*Given passage:*
Guide
Support OER on Campus
Open Educational Resources or open learning content can serve as an alternative or enhancement to proprietary textbooks.
Some benefits of OER include:
- Fosters pedagogical innovation and relevance that avoids teaching from the textbook
- Broadens use of alternatives to textbooks while maintaining instructional quality
- Lowers costs of course materials for students
- Provides opportunities to share and remix learning materials for customized and localized use
- Fast feedback loop leading to continual improvement and rapid development
Some disadvantages of OER include:
- Quality of available OER materials inconsistent
- Materials may not meet Section 508 ADA accessibility or SCORM requirements and must be modified to bring into compliance
- No common standard for review of OER accuracy and quality
- Need to check accuracy of content
- Customization necessary to match departmental and/or college curriculum requirements
- Technical requirements to access vary
- Technological determinism created by the delivery tools
Use of open content or learning materials on a college campus represents a daunting paradigm shift for both faculty and the institution (see Open Educational Resources: Toward a New Educational Paradigm). Orchestrating such a shift requires a coordinated and system-wide effort that marshals the expertise, resources, and skills from a broad spectrum of the campus community.

*Dataset extract:*
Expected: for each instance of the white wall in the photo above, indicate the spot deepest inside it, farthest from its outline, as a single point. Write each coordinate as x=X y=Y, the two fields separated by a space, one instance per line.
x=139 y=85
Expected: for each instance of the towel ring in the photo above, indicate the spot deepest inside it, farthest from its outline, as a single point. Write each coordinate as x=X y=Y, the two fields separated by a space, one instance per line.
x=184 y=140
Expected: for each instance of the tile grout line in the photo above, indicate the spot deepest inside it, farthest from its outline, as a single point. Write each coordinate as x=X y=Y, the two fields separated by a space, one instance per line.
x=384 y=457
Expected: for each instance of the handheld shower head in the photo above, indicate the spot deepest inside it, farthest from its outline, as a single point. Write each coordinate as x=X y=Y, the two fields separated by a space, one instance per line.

*Written tasks:*
[1] Name every benefit of OER that the guide on supporting OER on campus gives.
[2] Pick up the guide on supporting OER on campus after its final sentence and carry it forward.
The listing above is separate material from the OER guide.

*Task answers:*
[1]
- Fosters pedagogical innovation and relevance that avoids teaching from the textbook
- Broadens use of alternatives to textbooks while maintaining instructional quality
- Lowers costs of course materials for students
- Provides opportunities to share and remix learning materials for customized and localized use
- Fast feedback loop leading to continual improvement and rapid development

[2]
Step One: Needs Assessment
In order to promote use of Open Educational Resources across campus, the unique challenges on campus must be identified and addressed.
Conduct a needs assessment of stakeholders to determine knowledge of, interest in, and use of OER on campus.
Campus stakeholders might include:
- Faculty opinion leaders
- Librarians
- Bookstore manager
- Campus printshop manager
- Academic senate
- Department Chairs
- Faculty association
- Academic deans
- Curriculum committee
- Faculty trainers
- Tech support staff
- Administrators
- Boards of Trustees
A needs assessment can be conducted in a number of ways:
- Online survey (see OER Faculty Needs Assessment Survey)
- Interviews with major stakeholders (e.g, librarians, individual faculty, faculty, academic senate, bookstore, campus printshop, etc.)
- Review of existing needs assessments (e.g., Results of a two-year study are presented in the article “Why Study Users: An Environmental Scan of Use and Users of Digital Resources in the Humanities and Social Sciences Undergraduate Education.” Based on this study, barriers to use of digital resources including the lack of direct relevance to their preferred pedagogical approaches, and insufficient time and classroom resources.)
- Review of campus curriculum and syllabi for textbook requirements (e.g., Pedagogical approaches that rely heavily on proprietary textbooks for course content organization and dissemination are not consistent with adoption of OER.)
Step Two: Identify and Prioritize Challenges
Based on your campus needs assessment, identify and prioritize specific challenges.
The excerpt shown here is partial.